→ **Extract provided**:
____________

Galit Dahan Carlibach (in Hebrew גלית דהן קרליבך, born 1981) is an Israeli author. She has published 7 books, short stories, essays and travel-literature.

Biography 
Dahan Carlibach was born in 1981 in the development town of Sderot. She grew up there and in Ashdod and Jerusalem. She studied screenwriting in the Ma'aleh school in Jerusalem.

Some of her work has been translated to English, Spanish and German. Her short story Linber was included in the bilingual German-Hebrew collection We Don't Forget, We Go Dancing, and won first prize in the competition of the online magazine Berlin Today. Other short stories have appeared in English in Lilith (magazine) and Tablet magazine.

Her first Novel was published in 2010, to critical and commercial acclaim.

Awards and Grants 
Prime Minister's Prize for Hebrew Literary Works (2014)
ACUM Devora Omer Award (2014)

____________

→ **Raw data**:
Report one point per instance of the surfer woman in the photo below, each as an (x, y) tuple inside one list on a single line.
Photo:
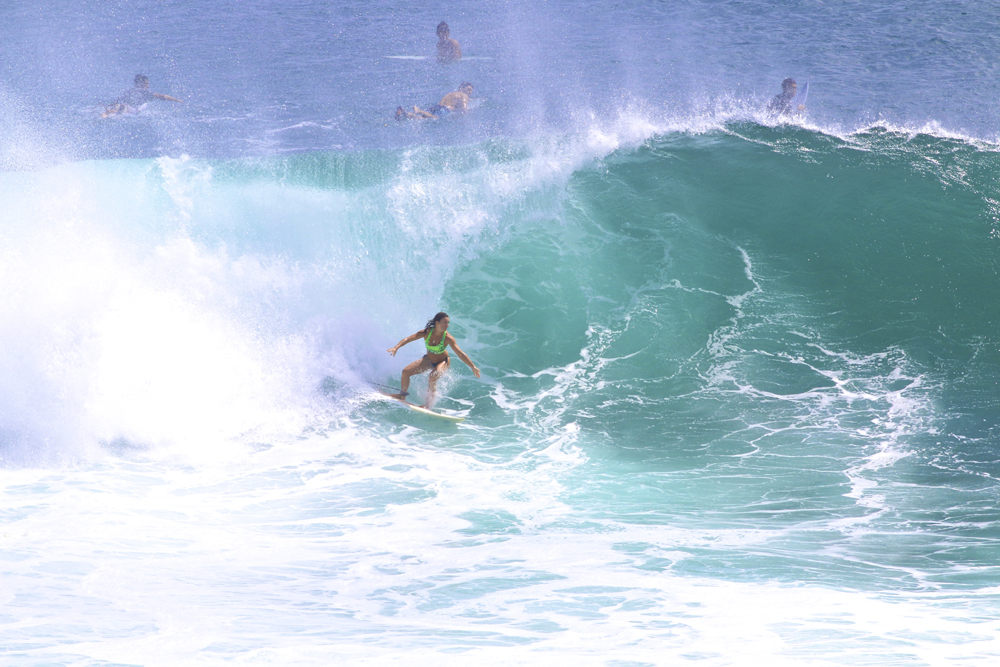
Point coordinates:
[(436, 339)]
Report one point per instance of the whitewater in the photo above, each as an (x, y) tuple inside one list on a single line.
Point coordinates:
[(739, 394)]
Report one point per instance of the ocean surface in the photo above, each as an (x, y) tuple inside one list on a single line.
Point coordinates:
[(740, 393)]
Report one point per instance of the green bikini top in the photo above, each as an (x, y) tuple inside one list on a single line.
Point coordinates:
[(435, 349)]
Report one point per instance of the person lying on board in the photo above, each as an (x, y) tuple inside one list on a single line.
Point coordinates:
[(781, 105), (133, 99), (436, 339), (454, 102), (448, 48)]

____________

→ **Given problem**:
Reproduce the passage of the biography of Galit Dahan Carlibach verbatim, from "Some of her" up to and including "Literary Works (2014)". Rely solely on the biographical text about Galit Dahan Carlibach and not on the rows.

→ **Correct response**:
Some of her work has been translated to English, Spanish and German. Her short story Linber was included in the bilingual German-Hebrew collection We Don't Forget, We Go Dancing, and won first prize in the competition of the online magazine Berlin Today. Other short stories have appeared in English in Lilith (magazine) and Tablet magazine.

Her first Novel was published in 2010, to critical and commercial acclaim.

Awards and Grants 
Prime Minister's Prize for Hebrew Literary Works (2014)